> What is needed: How many lines in the records below contain the string "positive"? Reply with the number only.

> Data to examine:
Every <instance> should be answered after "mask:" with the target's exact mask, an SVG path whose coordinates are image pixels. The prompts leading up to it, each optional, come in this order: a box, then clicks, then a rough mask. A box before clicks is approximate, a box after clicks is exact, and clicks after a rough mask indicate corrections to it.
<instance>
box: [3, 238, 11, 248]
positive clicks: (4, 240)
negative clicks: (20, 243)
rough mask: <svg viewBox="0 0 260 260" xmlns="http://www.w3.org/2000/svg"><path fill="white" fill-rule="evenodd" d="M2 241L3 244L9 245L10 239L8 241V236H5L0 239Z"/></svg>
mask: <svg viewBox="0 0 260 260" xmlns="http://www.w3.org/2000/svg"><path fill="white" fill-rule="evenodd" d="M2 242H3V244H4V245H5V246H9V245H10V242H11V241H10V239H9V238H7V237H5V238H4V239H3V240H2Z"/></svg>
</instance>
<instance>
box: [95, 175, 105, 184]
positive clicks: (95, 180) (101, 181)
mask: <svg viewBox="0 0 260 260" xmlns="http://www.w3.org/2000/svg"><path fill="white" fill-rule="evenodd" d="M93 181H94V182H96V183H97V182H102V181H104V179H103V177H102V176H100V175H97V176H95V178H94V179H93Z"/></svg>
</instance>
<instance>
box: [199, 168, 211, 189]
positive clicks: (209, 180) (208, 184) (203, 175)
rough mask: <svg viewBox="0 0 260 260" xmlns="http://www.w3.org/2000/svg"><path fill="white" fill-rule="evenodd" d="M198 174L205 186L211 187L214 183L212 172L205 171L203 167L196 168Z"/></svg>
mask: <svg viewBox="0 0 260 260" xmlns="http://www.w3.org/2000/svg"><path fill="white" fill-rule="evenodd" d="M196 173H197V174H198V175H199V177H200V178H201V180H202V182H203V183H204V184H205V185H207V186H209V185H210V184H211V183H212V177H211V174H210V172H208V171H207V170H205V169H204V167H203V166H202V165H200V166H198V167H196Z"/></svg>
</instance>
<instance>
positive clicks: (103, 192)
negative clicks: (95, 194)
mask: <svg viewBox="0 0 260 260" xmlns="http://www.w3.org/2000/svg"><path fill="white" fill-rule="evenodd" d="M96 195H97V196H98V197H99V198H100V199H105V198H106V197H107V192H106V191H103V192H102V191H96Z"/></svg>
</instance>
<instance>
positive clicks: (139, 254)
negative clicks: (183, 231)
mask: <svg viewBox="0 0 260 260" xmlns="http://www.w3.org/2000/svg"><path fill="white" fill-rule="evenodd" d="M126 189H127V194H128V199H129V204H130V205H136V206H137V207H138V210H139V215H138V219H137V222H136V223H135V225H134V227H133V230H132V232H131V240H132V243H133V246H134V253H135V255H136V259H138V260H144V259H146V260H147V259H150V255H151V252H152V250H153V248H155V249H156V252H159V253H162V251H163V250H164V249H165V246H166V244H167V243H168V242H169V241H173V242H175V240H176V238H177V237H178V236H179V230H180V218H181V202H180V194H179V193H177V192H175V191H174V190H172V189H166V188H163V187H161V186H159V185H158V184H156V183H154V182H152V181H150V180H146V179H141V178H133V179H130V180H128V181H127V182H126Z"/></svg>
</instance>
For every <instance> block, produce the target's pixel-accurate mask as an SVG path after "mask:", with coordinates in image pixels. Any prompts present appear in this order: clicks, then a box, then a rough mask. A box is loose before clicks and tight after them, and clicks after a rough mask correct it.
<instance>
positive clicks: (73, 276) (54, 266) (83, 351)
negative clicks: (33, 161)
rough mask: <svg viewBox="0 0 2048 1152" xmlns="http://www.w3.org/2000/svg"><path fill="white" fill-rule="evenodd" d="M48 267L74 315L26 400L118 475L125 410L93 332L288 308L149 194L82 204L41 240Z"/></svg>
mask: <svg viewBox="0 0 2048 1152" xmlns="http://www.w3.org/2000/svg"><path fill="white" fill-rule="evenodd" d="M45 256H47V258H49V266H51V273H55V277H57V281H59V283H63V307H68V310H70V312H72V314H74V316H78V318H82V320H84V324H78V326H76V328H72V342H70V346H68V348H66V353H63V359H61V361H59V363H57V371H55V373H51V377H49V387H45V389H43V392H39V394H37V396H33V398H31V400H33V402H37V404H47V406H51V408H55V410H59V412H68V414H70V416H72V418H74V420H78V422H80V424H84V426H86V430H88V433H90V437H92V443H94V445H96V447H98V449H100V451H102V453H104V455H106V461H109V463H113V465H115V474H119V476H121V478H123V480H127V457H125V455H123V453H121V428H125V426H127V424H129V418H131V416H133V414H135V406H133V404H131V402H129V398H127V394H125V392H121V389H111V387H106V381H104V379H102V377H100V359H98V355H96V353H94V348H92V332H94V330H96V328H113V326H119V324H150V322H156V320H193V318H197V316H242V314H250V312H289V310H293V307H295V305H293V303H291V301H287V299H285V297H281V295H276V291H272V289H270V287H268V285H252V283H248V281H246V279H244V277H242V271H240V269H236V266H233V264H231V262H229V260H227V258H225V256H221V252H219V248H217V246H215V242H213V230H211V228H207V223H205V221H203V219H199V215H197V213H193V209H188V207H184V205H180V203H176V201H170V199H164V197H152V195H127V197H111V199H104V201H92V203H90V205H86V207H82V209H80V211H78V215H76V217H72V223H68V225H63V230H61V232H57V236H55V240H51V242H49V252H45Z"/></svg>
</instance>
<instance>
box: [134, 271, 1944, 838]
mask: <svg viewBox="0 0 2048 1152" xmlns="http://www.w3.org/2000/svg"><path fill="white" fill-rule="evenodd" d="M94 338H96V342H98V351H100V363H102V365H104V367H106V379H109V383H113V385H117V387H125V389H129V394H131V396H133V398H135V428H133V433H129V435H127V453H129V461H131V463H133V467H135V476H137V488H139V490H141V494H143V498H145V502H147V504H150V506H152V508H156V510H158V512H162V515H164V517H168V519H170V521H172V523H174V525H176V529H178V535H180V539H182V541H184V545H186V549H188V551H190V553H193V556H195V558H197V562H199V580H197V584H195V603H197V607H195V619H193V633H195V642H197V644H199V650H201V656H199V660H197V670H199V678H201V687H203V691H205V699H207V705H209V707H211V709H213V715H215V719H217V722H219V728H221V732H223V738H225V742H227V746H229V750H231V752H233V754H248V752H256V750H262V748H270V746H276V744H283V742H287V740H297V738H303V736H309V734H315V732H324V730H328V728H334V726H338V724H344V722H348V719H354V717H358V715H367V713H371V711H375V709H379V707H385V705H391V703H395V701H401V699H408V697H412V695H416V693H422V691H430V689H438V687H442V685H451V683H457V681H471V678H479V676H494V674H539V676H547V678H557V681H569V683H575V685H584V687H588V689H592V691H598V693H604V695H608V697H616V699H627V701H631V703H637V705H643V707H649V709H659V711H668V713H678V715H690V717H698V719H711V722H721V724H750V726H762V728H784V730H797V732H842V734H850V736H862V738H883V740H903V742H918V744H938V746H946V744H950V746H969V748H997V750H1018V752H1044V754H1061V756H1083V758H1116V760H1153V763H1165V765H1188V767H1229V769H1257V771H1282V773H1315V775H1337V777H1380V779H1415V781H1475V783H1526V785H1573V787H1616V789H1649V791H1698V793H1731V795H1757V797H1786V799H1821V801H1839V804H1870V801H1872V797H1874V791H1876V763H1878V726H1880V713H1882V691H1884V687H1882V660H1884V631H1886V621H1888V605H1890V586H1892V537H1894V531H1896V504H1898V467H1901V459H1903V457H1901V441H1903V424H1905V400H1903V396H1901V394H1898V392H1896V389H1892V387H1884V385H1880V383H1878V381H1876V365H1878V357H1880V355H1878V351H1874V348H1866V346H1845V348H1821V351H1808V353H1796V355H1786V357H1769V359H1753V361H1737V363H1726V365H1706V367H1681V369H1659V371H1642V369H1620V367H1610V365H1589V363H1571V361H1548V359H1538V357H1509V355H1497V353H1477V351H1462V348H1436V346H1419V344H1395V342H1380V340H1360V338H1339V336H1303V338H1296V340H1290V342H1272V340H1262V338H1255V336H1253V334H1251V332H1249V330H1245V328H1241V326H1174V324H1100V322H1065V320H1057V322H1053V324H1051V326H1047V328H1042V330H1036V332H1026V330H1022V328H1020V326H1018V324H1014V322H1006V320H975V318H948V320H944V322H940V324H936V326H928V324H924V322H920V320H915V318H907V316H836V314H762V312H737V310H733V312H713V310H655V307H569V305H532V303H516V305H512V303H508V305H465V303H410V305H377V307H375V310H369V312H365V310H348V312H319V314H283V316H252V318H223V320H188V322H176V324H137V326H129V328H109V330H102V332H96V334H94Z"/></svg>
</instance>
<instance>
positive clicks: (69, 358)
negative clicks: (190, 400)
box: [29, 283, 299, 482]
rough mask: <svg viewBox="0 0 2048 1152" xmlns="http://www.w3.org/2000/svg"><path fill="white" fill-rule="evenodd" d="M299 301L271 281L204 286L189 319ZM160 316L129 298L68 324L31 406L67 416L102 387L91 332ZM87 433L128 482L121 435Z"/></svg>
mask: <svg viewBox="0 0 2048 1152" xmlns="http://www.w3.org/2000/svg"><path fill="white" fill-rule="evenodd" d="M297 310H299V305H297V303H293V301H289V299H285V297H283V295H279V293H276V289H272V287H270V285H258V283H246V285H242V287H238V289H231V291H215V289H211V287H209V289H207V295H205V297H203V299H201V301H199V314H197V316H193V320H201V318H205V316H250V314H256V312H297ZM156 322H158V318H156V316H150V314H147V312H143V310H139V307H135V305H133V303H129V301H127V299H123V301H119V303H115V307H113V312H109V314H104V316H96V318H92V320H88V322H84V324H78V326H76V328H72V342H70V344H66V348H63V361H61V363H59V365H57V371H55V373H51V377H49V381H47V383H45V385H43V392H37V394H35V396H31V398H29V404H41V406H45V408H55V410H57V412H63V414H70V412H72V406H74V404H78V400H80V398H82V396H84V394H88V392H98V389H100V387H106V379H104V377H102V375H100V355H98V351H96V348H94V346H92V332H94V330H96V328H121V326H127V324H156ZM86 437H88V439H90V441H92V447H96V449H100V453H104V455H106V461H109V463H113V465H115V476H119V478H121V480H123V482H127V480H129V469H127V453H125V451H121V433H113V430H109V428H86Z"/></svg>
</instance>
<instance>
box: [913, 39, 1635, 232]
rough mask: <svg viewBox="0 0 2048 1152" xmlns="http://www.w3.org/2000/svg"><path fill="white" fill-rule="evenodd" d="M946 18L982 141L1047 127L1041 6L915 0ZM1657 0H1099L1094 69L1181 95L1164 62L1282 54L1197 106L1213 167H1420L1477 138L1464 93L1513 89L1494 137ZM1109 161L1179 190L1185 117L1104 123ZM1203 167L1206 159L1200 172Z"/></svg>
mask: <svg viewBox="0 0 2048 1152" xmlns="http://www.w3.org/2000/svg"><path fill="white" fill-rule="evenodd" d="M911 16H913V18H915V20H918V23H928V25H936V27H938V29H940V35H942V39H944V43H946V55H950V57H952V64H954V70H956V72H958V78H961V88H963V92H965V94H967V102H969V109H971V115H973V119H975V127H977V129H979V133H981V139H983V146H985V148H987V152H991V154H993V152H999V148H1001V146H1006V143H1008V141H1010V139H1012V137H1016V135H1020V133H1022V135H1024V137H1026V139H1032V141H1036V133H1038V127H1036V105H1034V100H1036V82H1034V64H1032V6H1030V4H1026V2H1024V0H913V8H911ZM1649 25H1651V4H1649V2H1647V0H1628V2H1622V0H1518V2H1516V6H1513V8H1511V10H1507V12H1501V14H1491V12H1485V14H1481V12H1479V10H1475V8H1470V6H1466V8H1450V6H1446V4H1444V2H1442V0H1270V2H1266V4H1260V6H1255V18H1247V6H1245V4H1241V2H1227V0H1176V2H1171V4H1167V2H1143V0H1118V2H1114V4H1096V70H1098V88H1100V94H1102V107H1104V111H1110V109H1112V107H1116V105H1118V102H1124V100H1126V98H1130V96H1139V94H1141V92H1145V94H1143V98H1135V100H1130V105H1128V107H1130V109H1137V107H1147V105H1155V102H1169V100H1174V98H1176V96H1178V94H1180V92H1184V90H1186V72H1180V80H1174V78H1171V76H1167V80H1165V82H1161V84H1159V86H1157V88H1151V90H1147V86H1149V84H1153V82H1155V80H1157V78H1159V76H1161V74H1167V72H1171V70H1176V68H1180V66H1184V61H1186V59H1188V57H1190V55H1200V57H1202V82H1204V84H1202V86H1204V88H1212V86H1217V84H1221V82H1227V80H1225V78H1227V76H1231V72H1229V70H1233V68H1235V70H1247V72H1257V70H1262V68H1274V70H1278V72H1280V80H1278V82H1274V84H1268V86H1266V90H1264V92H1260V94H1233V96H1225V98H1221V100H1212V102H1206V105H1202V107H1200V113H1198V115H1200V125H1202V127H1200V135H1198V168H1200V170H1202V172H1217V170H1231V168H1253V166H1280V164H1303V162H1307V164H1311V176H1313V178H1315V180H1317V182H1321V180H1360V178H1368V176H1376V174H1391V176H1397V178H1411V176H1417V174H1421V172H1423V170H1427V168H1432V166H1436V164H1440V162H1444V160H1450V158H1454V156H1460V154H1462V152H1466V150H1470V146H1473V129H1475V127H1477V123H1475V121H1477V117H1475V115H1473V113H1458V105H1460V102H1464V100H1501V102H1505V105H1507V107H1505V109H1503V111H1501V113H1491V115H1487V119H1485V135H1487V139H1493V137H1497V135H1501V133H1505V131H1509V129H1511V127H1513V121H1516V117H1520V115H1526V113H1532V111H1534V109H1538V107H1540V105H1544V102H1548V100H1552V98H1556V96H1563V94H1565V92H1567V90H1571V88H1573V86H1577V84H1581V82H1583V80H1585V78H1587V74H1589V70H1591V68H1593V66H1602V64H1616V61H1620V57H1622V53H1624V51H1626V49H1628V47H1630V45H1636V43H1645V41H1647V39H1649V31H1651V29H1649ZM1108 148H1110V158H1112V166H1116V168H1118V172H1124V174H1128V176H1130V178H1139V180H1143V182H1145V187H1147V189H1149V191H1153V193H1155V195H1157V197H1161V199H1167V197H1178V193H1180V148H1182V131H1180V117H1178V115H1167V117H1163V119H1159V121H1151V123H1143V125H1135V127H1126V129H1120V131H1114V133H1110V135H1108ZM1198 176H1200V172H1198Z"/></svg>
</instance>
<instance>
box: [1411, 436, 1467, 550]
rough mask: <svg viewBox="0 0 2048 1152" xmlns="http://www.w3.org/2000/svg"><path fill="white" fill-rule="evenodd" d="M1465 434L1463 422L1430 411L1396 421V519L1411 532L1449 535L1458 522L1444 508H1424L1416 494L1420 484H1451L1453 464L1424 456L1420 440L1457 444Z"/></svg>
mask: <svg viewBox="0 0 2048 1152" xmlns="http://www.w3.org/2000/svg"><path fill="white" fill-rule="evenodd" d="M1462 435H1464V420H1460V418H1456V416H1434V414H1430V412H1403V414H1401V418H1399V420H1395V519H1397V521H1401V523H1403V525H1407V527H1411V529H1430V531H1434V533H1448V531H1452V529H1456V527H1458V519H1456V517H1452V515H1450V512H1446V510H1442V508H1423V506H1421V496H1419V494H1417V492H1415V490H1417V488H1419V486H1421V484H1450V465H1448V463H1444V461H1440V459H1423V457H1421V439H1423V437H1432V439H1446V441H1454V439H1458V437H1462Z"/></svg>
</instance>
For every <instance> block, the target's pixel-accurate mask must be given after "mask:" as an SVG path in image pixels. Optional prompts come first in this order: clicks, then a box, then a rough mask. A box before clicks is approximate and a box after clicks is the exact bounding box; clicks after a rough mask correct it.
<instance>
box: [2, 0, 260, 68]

> Exercise solution: 7